What to produce ▸ Write out all of the items below as a two-column CSV with the header row text,answer and one row per item. Put the item's text in the first field and its answer in the second, enclose each field in double quotes, and replace any line breaks with spaces.

Start Material to process

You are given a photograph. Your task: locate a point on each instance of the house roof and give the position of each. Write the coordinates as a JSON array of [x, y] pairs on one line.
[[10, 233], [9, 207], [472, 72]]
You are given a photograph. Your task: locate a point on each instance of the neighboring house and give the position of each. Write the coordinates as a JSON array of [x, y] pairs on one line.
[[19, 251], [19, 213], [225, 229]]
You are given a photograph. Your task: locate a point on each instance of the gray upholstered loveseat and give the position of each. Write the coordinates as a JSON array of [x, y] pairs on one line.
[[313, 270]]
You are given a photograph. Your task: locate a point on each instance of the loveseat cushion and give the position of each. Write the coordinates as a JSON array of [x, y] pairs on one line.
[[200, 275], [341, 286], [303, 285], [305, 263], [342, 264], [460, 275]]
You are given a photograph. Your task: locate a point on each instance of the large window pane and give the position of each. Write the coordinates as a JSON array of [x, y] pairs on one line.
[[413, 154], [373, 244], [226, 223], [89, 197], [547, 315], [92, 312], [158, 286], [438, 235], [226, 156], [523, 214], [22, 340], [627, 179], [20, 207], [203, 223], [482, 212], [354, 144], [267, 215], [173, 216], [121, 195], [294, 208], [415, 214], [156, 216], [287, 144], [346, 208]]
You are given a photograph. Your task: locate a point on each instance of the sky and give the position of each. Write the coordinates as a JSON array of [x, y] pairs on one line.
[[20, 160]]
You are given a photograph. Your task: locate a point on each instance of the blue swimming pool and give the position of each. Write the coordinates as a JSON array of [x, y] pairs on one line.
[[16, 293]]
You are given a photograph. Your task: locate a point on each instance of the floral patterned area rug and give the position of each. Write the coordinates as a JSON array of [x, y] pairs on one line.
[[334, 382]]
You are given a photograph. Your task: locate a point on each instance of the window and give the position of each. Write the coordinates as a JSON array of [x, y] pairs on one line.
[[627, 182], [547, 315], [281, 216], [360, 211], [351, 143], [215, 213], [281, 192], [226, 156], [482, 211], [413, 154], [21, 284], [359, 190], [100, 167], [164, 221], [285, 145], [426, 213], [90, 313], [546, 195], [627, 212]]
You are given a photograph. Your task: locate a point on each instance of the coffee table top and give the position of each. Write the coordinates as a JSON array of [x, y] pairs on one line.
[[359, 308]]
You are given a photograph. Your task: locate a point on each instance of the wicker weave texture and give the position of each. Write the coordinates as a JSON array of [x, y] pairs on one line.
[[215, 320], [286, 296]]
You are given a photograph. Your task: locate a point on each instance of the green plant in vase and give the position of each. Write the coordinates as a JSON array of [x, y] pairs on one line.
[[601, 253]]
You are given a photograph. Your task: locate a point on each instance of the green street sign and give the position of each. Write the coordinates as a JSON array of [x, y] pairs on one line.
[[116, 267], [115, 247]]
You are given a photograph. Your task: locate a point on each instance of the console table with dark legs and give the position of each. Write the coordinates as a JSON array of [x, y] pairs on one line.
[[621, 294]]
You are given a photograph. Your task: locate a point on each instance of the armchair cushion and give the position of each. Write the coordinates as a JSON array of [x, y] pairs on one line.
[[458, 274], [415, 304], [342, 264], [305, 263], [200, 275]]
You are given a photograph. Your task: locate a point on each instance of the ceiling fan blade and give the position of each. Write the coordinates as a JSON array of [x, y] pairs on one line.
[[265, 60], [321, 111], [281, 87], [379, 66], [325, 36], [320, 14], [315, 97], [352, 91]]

End Material to process

Written answer ▸
text,answer
"You are given a photograph. Your task: locate a point on each instance of the house roof and give the position of each. Write the coordinates as a JSON array of [x, y] pairs on one line.","[[10, 233], [9, 207], [472, 72]]"
"You are given a photograph. Your task: locate a point on each instance of the neighboring house and give the position of each. Write the coordinates as a JSON array of [x, y] pairs on one line.","[[19, 251], [19, 213], [225, 229]]"
"You are given a photograph. Your task: locate a point on each instance of the gray upholstered loveseat and give the position of each. Write the coordinates as a JSON array of [x, y] pairs on one line.","[[313, 270]]"
"You are given a photograph. Your task: locate a point on each instance of the loveseat cushion and give the position of each. Write the coordinates as a JSON array of [x, y] pairs on one line.","[[200, 275], [341, 286], [303, 285], [305, 263], [342, 264], [460, 275]]"
"You are given a photograph. Your task: locate a point on each instance of the large window pane and give the position of each. Write the coordinates as a JSON array of [x, y] pairs on one line.","[[413, 154], [373, 244], [226, 223], [89, 197], [547, 315], [92, 312], [158, 286], [438, 235], [226, 156], [523, 214], [22, 340], [627, 179], [20, 207], [203, 223], [482, 212], [354, 144], [267, 215], [173, 216], [121, 195], [294, 208], [415, 214], [156, 216], [287, 144], [346, 208]]"
"You are given a photograph. Your task: locate a point on each instance of the sky and give the position of each. Write the coordinates as a JSON array of [x, y] pairs on one line.","[[20, 160]]"
"You are given a photograph. Your task: locate a point on each instance of the blue swimming pool and give the position of each. Write the coordinates as a JSON array of [x, y] pairs on one line.","[[16, 293]]"
"You are given a photograph. Your task: locate a point on each instance of the floral patterned area rug and give the position of each. Write the coordinates as a JSON array of [x, y] pairs on one line.","[[334, 382]]"
"You are given a photograph. Your task: locate a point on each instance of the window and give the position of each. Write the coordinates as a JSON array of [x, y] pairs on one line.","[[627, 182], [547, 315], [281, 216], [360, 211], [351, 143], [215, 213], [281, 192], [226, 156], [482, 211], [413, 154], [21, 284], [359, 190], [100, 167], [164, 221], [285, 145], [426, 213], [90, 313], [546, 195], [627, 212]]"
"You are given a photograph. Your task: locate a point on each instance of the coffee table top and give the position of each. Write the coordinates as a JSON array of [x, y] pairs on one line.","[[359, 308]]"
"You are given a photograph. Your task: locate a point on each instance of the wicker weave texture and give the position of each. Write the coordinates as a JSON array of [x, y] pairs on one line.","[[215, 320], [286, 296]]"
"You are given a photograph. Your task: locate a point on each instance of the green plant in vase and give the position of each. Write the coordinates as a JSON array of [x, y] pairs on one line.","[[601, 253]]"
"You are given a photograph. Your task: locate a point on each instance of the green street sign and give the position of each. Write the coordinates as a JSON array of [x, y] pairs on one line.","[[116, 267], [115, 247]]"
"You are given a photograph. Your task: locate a point on each instance of the console table with dark legs and give the position of each. Write the coordinates as a JSON array of [x, y] pairs on one line.","[[621, 294]]"
"You are given a photograph. Your task: locate a point on each instance of the armchair cushion and give the position of each. Write the coordinates as a JSON array of [x, y] pairs on one line.","[[458, 274], [415, 304], [342, 264], [305, 263], [200, 275]]"
"You are given a photograph. Your task: locate a point on each instance of the ceiling fan blade and give the position of each. Write the coordinates as a JSON array of [x, y] pairs on one line.","[[265, 60], [321, 111], [281, 87], [379, 66], [325, 36], [320, 14], [315, 97], [352, 91]]"